» **Brief**
Count the lines in the entries below that contain the word "bird", treating uppercase and lowercase as different. Reply with only the number.

[begin Entries shown]

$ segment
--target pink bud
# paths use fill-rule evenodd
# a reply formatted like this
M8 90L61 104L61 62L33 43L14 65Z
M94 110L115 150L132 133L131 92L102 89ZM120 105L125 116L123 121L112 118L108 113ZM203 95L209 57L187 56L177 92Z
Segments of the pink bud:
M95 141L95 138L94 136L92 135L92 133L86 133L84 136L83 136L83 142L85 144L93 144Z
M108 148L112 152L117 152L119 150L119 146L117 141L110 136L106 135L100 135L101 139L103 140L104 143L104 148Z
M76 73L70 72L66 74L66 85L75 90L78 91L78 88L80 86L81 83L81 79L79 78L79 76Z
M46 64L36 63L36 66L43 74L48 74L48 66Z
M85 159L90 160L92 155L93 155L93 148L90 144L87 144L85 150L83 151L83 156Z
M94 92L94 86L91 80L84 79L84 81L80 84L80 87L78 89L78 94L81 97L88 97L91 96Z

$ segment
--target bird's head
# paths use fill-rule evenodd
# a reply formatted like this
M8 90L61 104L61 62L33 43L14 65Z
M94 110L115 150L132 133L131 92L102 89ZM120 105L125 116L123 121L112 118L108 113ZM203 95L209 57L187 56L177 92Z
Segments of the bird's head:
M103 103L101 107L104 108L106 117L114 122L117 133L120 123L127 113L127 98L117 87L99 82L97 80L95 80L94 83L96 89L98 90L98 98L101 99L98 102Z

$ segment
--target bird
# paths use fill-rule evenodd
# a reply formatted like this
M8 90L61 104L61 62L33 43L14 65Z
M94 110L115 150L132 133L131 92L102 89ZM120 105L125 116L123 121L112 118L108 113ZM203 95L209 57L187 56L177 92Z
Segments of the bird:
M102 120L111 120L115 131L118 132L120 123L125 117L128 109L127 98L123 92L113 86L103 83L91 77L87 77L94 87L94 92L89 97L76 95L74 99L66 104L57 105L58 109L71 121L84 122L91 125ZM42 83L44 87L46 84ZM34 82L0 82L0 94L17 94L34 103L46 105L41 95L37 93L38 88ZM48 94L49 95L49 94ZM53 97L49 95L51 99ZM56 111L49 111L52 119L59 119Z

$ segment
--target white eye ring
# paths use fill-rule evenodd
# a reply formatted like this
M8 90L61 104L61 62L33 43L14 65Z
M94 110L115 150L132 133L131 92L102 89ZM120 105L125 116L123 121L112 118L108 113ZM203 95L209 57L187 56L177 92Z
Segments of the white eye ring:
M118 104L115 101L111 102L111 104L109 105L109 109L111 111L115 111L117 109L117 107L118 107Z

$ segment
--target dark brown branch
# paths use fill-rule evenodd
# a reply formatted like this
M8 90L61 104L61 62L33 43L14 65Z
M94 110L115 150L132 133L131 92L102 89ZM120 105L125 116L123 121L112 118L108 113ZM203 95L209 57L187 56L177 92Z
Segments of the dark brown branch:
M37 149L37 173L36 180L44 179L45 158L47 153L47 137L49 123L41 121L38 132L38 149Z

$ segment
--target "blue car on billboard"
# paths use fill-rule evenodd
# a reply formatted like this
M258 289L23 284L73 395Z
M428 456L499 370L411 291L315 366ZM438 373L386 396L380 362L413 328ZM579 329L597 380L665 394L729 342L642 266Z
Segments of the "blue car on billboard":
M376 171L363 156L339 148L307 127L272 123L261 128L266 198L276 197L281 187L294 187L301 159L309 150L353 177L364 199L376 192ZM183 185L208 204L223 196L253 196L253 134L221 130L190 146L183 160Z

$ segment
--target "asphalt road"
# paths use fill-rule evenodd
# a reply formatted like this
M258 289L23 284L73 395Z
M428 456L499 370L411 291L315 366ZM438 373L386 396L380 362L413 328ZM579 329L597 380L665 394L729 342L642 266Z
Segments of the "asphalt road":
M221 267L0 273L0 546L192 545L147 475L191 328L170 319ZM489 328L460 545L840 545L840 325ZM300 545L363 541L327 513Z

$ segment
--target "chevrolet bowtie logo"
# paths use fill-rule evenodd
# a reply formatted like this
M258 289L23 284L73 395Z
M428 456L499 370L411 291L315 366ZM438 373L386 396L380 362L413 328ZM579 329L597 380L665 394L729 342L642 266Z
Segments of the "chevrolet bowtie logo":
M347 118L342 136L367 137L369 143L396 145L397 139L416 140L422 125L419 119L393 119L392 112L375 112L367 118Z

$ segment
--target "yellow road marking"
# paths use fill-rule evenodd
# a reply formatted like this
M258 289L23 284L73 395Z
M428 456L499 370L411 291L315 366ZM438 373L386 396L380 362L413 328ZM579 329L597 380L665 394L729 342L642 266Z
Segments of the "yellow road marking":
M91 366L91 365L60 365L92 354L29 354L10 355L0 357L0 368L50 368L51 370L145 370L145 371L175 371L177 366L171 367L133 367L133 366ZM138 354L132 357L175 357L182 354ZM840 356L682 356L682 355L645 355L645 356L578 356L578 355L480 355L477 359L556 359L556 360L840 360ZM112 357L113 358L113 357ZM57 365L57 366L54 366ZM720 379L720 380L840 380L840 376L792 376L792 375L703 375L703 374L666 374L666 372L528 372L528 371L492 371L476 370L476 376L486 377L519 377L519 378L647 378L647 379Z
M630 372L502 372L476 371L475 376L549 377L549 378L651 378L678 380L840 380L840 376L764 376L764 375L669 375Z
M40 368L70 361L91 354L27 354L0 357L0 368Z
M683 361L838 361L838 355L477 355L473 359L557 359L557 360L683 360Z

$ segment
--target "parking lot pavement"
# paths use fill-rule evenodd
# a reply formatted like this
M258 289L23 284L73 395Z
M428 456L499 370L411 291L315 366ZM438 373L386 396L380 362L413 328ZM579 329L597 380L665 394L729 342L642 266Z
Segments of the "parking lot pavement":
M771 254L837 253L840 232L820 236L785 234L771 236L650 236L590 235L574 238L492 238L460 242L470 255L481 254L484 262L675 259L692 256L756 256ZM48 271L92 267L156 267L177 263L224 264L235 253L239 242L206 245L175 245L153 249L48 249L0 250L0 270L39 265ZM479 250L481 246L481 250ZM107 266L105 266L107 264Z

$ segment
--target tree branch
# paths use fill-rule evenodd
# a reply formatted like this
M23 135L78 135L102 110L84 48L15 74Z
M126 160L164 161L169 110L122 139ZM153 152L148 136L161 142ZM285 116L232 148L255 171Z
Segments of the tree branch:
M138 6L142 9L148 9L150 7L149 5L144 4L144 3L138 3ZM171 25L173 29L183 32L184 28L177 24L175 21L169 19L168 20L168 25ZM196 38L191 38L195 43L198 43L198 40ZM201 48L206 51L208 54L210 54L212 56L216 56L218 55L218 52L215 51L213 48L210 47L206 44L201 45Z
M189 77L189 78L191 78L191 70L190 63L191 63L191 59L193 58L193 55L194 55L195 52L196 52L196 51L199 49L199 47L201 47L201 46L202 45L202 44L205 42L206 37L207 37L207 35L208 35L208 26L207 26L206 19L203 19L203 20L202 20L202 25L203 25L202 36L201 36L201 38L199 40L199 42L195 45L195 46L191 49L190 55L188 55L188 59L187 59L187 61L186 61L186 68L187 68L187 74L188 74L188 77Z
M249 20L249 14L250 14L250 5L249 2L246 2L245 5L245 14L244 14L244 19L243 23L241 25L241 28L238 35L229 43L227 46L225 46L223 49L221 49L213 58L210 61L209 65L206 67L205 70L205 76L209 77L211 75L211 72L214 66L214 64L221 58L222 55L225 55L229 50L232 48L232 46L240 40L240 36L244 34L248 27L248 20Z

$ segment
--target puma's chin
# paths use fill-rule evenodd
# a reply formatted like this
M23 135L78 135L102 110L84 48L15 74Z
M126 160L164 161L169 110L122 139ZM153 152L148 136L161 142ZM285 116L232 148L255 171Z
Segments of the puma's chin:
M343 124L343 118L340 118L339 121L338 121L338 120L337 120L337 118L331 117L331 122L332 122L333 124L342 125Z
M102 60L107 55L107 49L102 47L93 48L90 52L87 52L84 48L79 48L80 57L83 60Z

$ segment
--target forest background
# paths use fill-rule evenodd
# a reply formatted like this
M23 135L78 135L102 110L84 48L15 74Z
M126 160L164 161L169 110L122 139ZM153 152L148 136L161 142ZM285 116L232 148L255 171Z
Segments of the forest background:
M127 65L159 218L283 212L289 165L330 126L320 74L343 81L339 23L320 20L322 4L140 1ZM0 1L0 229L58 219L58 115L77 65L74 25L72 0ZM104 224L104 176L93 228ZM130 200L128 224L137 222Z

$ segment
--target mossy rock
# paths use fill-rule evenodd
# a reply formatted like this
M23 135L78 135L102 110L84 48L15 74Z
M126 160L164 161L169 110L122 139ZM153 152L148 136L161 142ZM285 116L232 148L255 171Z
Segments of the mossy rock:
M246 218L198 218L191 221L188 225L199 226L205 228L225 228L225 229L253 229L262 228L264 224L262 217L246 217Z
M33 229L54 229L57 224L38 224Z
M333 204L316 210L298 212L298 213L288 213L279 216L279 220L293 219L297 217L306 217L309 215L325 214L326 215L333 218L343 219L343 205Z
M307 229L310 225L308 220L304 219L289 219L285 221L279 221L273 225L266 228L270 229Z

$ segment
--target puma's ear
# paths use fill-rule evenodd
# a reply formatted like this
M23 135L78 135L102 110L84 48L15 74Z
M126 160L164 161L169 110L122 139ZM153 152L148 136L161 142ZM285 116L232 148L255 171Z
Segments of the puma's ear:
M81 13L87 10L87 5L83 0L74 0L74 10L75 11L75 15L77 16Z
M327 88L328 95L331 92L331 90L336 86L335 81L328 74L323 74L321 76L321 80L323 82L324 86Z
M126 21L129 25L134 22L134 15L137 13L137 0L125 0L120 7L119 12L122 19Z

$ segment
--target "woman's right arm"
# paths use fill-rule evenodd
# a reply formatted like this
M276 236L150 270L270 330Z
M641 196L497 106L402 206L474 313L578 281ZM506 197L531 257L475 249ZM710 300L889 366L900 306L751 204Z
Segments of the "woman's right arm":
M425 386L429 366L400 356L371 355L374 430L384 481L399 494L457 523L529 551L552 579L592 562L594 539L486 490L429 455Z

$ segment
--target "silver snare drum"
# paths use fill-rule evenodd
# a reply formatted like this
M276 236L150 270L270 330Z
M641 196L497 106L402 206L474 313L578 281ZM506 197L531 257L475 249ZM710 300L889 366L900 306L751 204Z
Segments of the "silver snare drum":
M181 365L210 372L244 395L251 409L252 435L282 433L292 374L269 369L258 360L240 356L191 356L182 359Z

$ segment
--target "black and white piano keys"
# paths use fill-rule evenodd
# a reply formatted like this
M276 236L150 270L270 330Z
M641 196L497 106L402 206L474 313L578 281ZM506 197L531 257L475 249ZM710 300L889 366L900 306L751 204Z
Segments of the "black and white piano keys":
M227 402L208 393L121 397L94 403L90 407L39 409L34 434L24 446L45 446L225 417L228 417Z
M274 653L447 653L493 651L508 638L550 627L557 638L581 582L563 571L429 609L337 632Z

[end Entries shown]

» **Answer to the task**
4